▸ DO THIS
Reproduce, word for word, the portion of the ensemble methods text below that lies between "Before we discuss" and "fraction of the data.", inclusive.

▸ PROVIDED TEXT
begin

Ensemble Methods

So far we’ve looked at a number of different machine learning algorithms. The one thing all these algorithms have in common is that they are all Strong learners. A strong learner is a model that is able to reach an arbitrary level of precision given enough resources and data. In contrast, a weak learner is a model that is just slightly better than random guessing. For example, a weak learner might be able to correctly classify 55% of the time, while a strong learner might be able to correctly classify 95% of the time. The basic idea behind ensemble methods is to combine multiple weak learners into a single strong learner.

This paradigm is akin to asking a crowd of people to guess the number of jelly beans in a jar, then taking the average as our final answer. The hope is that the average of the guesses will be more accurate than any single guess. I first saw this in a video, but was unable to find it again.

This section assumes the reader is familiar with decision trees as most ensemble methods are based on decision trees. If you are unfamiliar with decision trees, I recommend reading the Decision Trees section.

Bootstrap Resampling

Before we discuss any ensemble methods, we need to devise a way for us to train several independent models. One way to do this is to use bootstrap resampling. The idea behind bootstrap resampling is to take a random sample of the data with replacement, then train a model on that sample. We can repeat this process multiple times to get multiple models.

The following is a toy example of a single bootstrap resampling process:

Note each resample only keeps \(1-e^{-1}\approx 63.21%\) of the data. However, the power of bootstrap comes in the several resamples being done. With \(k\) resamples, we keep \(1-e^{-k}\times 100%\) of the data. Just \(k=5\) will keep \(99.33%\) of the data, so as long as we use enough models, this shouln’t be an issue. However, this does show that it is very risky to have several layers of bootstrapping, as we will be keeping an even smaller fraction of the data.

Weighted Bootstrap

In some cases, we may want to give more weight to some of the observations. For this, we can augment our data with weights proportional to the number of times each observation is included in the resample. This is called a weighted bootstrap.

The following is a toy example of a single weighted bootstrap resampling process. Observe how the observations with higher weights are more likely to be included in the resample.

Bagging

Bagging stands for Bootstap Aggregating. The key idea of bagging is to train several models in parallel using different bootstrap resamples of the data. Then, we combine the predictions of the models to make the final prediction. This could be averaging the predictions for regression problems, or majority voting for classification problems. It is possible to use different types of models for bagging, however, bagging models are typically homogeneous. The most popular bagging algorithm is random forests, which is when the base models are decision trees.

end

▸ DATA PROVIDED
begin

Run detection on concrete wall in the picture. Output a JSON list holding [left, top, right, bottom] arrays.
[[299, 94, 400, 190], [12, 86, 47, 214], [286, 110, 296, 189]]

end

▸ FINAL RESULT
Before we discuss any ensemble methods, we need to devise a way for us to train several independent models. One way to do this is to use bootstrap resampling. The idea behind bootstrap resampling is to take a random sample of the data with replacement, then train a model on that sample. We can repeat this process multiple times to get multiple models.

The following is a toy example of a single bootstrap resampling process:

Note each resample only keeps \(1-e^{-1}\approx 63.21%\) of the data. However, the power of bootstrap comes in the several resamples being done. With \(k\) resamples, we keep \(1-e^{-k}\times 100%\) of the data. Just \(k=5\) will keep \(99.33%\) of the data, so as long as we use enough models, this shouln’t be an issue. However, this does show that it is very risky to have several layers of bootstrapping, as we will be keeping an even smaller fraction of the data.